===== Dataset =====

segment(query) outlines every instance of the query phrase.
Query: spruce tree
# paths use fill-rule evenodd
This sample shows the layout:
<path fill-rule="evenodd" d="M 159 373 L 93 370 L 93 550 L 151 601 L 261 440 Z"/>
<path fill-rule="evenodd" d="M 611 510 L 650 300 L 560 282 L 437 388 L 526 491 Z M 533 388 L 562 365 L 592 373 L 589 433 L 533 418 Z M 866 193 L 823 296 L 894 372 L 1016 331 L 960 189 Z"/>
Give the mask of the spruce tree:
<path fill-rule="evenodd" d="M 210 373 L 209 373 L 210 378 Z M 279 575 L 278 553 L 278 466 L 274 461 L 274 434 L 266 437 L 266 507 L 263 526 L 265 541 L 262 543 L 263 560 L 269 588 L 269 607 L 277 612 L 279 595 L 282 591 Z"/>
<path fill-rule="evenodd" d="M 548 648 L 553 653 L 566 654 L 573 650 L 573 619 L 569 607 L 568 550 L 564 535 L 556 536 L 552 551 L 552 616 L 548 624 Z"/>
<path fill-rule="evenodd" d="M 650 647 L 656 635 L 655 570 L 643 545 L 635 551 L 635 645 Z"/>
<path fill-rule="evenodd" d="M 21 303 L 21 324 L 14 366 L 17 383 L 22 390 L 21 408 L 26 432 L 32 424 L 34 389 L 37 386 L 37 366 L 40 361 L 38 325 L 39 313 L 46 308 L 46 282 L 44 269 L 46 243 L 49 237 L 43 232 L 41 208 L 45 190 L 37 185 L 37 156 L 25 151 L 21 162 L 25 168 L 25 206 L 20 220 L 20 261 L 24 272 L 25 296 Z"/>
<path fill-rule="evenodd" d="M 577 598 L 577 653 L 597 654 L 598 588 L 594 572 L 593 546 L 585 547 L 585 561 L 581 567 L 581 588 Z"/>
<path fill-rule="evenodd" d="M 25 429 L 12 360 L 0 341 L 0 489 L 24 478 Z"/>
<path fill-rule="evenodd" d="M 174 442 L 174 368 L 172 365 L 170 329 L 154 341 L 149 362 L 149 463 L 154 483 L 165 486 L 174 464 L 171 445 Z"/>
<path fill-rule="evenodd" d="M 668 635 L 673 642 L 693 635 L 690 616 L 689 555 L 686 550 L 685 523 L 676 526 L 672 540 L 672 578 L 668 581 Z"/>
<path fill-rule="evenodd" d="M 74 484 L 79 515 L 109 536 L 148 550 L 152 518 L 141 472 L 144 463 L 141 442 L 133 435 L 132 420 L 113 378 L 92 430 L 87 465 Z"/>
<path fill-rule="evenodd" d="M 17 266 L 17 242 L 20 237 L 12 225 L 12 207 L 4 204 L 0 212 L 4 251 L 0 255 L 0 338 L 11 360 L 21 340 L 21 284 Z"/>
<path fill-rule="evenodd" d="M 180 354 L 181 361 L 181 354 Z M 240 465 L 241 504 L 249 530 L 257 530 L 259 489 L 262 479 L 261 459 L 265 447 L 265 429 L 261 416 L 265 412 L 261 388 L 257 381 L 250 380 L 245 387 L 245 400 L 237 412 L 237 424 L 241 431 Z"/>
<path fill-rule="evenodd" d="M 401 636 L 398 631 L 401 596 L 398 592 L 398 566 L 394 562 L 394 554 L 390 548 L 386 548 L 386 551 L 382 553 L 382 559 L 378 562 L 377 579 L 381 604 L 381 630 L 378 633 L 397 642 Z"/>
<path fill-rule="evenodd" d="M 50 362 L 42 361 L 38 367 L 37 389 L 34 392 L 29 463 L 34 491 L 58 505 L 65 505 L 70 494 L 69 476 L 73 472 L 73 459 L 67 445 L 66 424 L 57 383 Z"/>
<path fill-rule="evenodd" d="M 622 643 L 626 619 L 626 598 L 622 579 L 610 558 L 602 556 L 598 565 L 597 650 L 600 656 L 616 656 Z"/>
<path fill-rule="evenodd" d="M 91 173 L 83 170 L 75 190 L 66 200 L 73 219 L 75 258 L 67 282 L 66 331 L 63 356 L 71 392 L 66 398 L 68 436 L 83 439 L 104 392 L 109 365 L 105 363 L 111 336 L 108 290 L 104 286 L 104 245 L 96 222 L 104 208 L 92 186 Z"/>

=====

Your task is to restate, word for word, the lines from the beginning of the records to the line with "611 510 L 650", inclusive.

*Expected answer*
segment(query) outlines every instance of the query phrase.
Query: spruce tree
# paths use fill-rule evenodd
This sample shows the layout:
<path fill-rule="evenodd" d="M 159 373 L 93 370 L 93 550 L 151 601 L 261 440 Z"/>
<path fill-rule="evenodd" d="M 611 510 L 650 300 L 560 282 L 437 388 L 526 491 Z M 533 388 L 562 365 L 592 373 L 589 433 L 533 418 Z M 866 193 L 823 296 L 894 372 L 1016 331 L 960 189 Z"/>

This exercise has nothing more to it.